Write each record again exactly as it stands.
— Start of GIVEN INFORMATION —
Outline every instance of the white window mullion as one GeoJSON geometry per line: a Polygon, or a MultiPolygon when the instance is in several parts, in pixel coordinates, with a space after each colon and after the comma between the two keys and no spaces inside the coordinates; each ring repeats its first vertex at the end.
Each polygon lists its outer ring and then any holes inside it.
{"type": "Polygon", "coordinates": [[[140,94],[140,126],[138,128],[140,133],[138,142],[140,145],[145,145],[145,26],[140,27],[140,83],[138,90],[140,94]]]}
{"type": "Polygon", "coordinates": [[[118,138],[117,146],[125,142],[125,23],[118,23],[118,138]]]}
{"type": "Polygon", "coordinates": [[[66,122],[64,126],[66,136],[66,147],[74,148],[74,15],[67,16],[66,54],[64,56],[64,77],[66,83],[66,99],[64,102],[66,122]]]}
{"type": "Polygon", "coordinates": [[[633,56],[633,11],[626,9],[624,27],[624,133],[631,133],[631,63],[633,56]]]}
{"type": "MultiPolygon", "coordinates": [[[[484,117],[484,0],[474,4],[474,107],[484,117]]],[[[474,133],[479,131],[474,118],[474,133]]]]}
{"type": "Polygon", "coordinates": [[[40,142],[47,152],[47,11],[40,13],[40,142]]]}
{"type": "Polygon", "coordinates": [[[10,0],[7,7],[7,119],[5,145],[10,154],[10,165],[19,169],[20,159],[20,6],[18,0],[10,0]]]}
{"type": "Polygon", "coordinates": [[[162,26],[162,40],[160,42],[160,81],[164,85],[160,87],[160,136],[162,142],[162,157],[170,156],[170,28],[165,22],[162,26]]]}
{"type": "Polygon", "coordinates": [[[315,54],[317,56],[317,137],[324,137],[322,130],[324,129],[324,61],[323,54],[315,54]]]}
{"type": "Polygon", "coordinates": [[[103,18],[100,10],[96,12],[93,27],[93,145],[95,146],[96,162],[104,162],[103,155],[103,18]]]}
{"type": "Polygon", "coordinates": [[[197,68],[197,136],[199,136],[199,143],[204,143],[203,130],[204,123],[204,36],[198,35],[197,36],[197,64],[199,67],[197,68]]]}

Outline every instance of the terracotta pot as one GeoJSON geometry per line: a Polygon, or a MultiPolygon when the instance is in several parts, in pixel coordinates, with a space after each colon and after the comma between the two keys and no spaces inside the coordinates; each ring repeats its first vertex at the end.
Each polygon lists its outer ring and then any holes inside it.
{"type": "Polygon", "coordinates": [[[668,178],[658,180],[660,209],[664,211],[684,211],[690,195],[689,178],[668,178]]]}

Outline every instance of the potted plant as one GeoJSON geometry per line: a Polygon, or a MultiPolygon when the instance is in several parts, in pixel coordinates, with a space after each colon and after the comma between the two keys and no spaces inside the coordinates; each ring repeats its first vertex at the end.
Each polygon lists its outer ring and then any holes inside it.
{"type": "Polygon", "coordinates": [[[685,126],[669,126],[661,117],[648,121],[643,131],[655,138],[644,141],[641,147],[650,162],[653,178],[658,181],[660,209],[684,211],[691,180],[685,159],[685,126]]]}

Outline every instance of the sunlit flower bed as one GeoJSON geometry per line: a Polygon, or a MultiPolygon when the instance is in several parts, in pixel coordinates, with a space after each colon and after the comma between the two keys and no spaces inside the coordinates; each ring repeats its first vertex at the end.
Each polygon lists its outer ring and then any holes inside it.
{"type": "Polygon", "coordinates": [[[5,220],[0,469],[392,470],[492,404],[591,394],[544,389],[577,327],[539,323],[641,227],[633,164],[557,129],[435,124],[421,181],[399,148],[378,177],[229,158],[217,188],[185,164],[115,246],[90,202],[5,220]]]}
— End of GIVEN INFORMATION —
WRITTEN SOLUTION.
Outline every instance of the white window mullion as one GeoJSON geometry per line: a Polygon, or a MultiPolygon when the instance is in several parts, in pixel coordinates, with a space after each colon and after the comma between the two keys and no spaces inside the coordinates; each ring repeats its first vertex at the end.
Each polygon lists its outer ring and then any holes inside it.
{"type": "Polygon", "coordinates": [[[140,94],[140,126],[138,128],[140,133],[138,142],[140,145],[145,145],[145,26],[140,27],[140,83],[138,90],[140,94]]]}
{"type": "Polygon", "coordinates": [[[118,138],[117,146],[125,142],[125,23],[118,23],[118,138]]]}
{"type": "Polygon", "coordinates": [[[66,122],[64,126],[66,136],[66,147],[74,148],[74,15],[67,16],[66,54],[64,56],[64,77],[66,83],[66,99],[64,102],[66,122]]]}
{"type": "Polygon", "coordinates": [[[633,56],[633,11],[626,9],[624,27],[624,133],[631,133],[631,63],[633,56]]]}
{"type": "MultiPolygon", "coordinates": [[[[484,117],[484,0],[474,4],[474,107],[484,117]]],[[[474,133],[479,131],[474,118],[474,133]]]]}
{"type": "Polygon", "coordinates": [[[40,142],[47,152],[47,11],[40,13],[40,142]]]}
{"type": "Polygon", "coordinates": [[[10,0],[7,7],[7,119],[5,145],[10,154],[10,165],[19,169],[20,159],[20,6],[18,0],[10,0]]]}
{"type": "Polygon", "coordinates": [[[162,26],[162,40],[160,42],[160,81],[164,85],[160,87],[160,136],[162,142],[162,157],[170,156],[170,28],[165,22],[162,26]]]}
{"type": "Polygon", "coordinates": [[[315,54],[317,56],[317,137],[324,137],[322,130],[324,129],[324,61],[323,54],[315,54]]]}
{"type": "Polygon", "coordinates": [[[103,18],[100,10],[96,12],[93,27],[93,145],[95,146],[96,162],[104,162],[103,155],[103,18]]]}
{"type": "Polygon", "coordinates": [[[197,68],[197,136],[199,136],[199,143],[204,143],[203,130],[204,123],[204,36],[198,35],[197,36],[197,64],[199,67],[197,68]]]}

Outline every instance of the terracotta pot as one GeoJSON geometry per line: a Polygon, or a MultiPolygon when the instance is in several parts, in pixel coordinates, with a space after each colon and after the comma between the two keys and no spaces inside the coordinates; each ring repeats its first vertex at the end.
Each polygon lists its outer ring and then any holes inside it.
{"type": "Polygon", "coordinates": [[[668,178],[658,180],[660,209],[664,211],[684,211],[690,195],[689,178],[668,178]]]}

Outline every instance of the potted plant as one GeoJSON geometry per line: a Polygon, or a MultiPolygon when the instance is in several parts, in pixel coordinates, with a space after each colon and after the comma between the two keys and no spaces inside the coordinates; each ring repeats its first vertex at the end.
Each polygon lists its outer ring and then any holes inside it.
{"type": "Polygon", "coordinates": [[[685,126],[669,126],[661,117],[648,121],[643,131],[655,138],[644,141],[641,147],[650,162],[653,178],[658,181],[660,209],[684,211],[691,180],[685,159],[685,126]]]}

Outline every instance of the sunlit flower bed as one GeoJSON geometry per line: a Polygon, or a MultiPolygon when the instance is in several parts, in pixel coordinates, with a space after each colon and after the comma between the two keys and no spaces inside the coordinates; each ring repeats its first vertex at the end.
Each polygon lists its outer ring and then any holes inside it.
{"type": "Polygon", "coordinates": [[[5,220],[0,469],[392,470],[492,404],[591,394],[544,389],[577,327],[539,323],[641,227],[633,164],[557,129],[435,124],[421,181],[399,148],[378,177],[229,158],[217,188],[185,164],[115,246],[90,202],[5,220]]]}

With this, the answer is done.